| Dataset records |
= = = =
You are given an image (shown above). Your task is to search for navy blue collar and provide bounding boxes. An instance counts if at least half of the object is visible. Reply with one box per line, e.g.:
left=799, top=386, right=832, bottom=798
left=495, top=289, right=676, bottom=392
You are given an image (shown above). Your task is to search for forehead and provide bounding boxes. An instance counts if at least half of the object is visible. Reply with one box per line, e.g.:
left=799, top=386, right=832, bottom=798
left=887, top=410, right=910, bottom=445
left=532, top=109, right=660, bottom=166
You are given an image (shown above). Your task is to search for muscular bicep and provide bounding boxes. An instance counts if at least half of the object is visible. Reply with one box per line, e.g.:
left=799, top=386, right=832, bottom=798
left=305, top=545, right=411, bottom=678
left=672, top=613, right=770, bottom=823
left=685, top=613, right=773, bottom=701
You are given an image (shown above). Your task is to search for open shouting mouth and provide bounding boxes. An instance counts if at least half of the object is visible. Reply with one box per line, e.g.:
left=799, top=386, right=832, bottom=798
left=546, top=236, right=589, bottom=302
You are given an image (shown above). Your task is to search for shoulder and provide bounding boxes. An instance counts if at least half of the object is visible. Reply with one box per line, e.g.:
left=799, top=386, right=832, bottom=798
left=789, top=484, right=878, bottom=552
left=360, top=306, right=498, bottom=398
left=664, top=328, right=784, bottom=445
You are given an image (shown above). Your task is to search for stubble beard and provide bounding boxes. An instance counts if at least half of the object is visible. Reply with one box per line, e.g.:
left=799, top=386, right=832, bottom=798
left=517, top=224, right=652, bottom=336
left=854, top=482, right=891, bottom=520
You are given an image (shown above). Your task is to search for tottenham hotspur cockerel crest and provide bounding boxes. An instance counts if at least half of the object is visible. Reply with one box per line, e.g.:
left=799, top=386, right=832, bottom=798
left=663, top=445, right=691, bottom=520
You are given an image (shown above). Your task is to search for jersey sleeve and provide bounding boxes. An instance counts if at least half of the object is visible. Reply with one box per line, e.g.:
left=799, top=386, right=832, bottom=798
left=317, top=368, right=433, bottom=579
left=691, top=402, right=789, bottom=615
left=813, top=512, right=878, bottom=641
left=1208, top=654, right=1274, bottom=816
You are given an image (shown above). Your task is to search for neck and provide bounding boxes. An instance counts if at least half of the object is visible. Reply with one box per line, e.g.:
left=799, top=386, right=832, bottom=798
= = = =
| Required work |
Lay out everything from the start of the entries down to the line containing "left=495, top=289, right=676, bottom=392" as a two-column CSV with the columns "text" and "answer", one row per entry. Put each field in quotation marks and turn any line breaks into spaces.

| Result of the exercise |
text,answer
"You are given an image (shown above). Your task is to search for navy blue collar and provide bounding boxes. An instance counts if at least half of the object is visible. Reply with one box per line, e.g.: left=799, top=386, right=832, bottom=798","left=495, top=289, right=676, bottom=392"